Healthy foods that improve your mood and lower stress
You might be surprised to learn that certain nutrients in foods have been shown to reduce anxiety or spur the release of neurotransmitters such as serotonin and dopamine.
People are feeling a lot of stress right now, and the unfortunate reality is that stress worsens feelings of low mood or angst, and it also suppresses our immune systems. Therefore, targeting immune-boosting foods will have a dual effect — you may feel less anxious and boost your immunity.
The COVID-19 pandemic has been challenging for everyone, and the increased anxiety and boredom caused many people to abandon their healthy eating intentions and snack on whatever is around.
Processed snacks worsen mood and anxiety
A few pretzels or chips are okay, but many people may not be able to step away from eating the entire bag once it’s open.
Also, if you’re already feeling blue, the quick fix of cookies or cake will ultimately make you feel worse. Processed foods and shelf-stable items like baked goods contain a lot of simple carbohydrates that create a yo-yo effect on our blood sugar, which can drive anxiety and worsen mood.
Reduce anxiety and boost immunity by choosing:
Citrus fruit and red bell peppers (both rich in vitamin C, which in some studies has been shown to support your immune system)
Spices: ginger, garlic, turmeric, and capsaicin (from chili peppers) can be easily added to soups, stews, stir-frys, or salad dressings.
Foods rich in zinc such as oysters, clams, mussels, cashews, liver, beef, and egg yolks. You may recognize zinc as an ingredient is the cold remedy Zicam, as zinc has some virus-fighting effects.
Magnesium-rich foods may help you to feel calmer, and help support immunity. Stress can deplete our magnesium levels too. Examples are legumes, nuts, seeds, leafy greens, and whole grains.
Fatty fish like wild Alaskan salmon contains omega-3 fatty acids. A study on medical students in 2011 was one of the first to show that omega-3s may help reduce anxiety.
Eat probiotic-rich foods such as pickles, sauerkraut, miso, and kefir.
Add some antioxidants to your anti-anxiety diet, which can support your immune system.

- _Tasks for this exercise_
a) List every spice named in the article on foods for mood and stress.
b) From the article on foods for mood and stress, return the part that opens with the words containing "The COVID-19 pandemic" and closes with "once it’s open.".
The data here has no connection to the article on foods for mood and stress.

- _Data section_
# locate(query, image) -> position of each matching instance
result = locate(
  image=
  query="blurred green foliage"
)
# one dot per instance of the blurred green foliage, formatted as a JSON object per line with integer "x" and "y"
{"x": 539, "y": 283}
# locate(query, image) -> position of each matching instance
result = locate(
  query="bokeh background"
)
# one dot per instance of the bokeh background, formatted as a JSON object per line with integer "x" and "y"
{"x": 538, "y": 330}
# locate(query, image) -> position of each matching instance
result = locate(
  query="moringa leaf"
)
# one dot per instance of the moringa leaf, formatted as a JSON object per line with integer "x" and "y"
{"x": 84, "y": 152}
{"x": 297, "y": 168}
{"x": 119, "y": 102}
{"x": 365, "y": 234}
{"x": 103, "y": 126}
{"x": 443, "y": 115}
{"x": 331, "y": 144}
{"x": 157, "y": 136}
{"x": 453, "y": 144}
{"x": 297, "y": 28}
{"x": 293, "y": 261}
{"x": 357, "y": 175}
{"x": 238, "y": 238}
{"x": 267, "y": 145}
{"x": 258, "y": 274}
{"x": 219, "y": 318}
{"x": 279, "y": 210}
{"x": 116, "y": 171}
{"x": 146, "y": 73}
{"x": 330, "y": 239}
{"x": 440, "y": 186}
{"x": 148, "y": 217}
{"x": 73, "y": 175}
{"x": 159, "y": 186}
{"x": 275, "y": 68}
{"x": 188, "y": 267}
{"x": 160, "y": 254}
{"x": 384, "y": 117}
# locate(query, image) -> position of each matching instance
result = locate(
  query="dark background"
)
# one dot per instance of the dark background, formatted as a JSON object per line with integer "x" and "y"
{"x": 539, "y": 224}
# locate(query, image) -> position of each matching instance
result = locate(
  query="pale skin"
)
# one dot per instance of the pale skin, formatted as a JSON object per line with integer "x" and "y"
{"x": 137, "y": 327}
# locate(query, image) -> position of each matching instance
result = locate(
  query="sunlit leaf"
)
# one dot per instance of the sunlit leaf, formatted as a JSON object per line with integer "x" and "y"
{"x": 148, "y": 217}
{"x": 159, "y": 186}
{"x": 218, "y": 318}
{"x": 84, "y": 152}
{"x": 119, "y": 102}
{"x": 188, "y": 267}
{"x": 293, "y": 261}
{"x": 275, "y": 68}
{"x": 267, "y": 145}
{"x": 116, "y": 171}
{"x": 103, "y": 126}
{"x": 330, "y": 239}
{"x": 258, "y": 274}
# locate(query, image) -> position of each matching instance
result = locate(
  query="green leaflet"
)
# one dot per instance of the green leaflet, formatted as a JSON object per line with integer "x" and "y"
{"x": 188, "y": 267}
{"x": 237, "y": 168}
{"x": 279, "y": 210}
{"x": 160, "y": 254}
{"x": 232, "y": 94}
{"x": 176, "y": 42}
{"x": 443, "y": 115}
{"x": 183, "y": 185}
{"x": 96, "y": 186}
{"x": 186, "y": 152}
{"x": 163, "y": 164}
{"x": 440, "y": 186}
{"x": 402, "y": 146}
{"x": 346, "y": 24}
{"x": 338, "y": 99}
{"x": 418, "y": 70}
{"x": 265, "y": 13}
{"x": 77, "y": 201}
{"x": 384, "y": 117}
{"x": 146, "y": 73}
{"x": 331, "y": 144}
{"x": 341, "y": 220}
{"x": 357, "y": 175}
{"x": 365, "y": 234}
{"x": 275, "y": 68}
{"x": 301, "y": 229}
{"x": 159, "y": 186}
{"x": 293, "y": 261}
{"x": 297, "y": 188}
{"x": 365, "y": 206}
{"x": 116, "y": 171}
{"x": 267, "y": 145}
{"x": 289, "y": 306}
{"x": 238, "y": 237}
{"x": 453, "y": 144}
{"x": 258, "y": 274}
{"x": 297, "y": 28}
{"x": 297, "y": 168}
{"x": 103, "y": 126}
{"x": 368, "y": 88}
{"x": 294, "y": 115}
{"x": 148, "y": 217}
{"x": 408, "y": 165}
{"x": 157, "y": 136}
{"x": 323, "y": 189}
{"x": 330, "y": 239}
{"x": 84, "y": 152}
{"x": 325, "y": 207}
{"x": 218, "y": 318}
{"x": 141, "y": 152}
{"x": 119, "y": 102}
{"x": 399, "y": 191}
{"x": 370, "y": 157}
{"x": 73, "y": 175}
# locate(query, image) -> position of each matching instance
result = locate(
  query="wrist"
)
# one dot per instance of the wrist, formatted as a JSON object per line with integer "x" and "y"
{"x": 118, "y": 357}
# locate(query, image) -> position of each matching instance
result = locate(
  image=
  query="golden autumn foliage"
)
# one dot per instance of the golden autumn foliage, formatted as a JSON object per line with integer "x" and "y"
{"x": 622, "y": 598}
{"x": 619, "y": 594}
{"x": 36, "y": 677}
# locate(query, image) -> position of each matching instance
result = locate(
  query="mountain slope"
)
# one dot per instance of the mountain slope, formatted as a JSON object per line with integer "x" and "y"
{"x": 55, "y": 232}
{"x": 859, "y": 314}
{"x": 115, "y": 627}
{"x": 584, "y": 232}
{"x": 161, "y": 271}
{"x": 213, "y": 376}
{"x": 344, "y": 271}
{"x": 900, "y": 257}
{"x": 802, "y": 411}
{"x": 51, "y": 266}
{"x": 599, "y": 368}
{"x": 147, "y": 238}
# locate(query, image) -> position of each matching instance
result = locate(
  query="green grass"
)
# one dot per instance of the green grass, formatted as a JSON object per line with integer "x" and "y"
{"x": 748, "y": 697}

- _Outputs by task_
a) ginger, garlic, turmeric, capsaicin

b)
The COVID-19 pandemic has been challenging for everyone, and the increased anxiety and boredom caused many people to abandon their healthy eating intentions and snack on whatever is around.
Processed snacks worsen mood and anxiety
A few pretzels or chips are okay, but many people may not be able to step away from eating the entire bag once it’s open.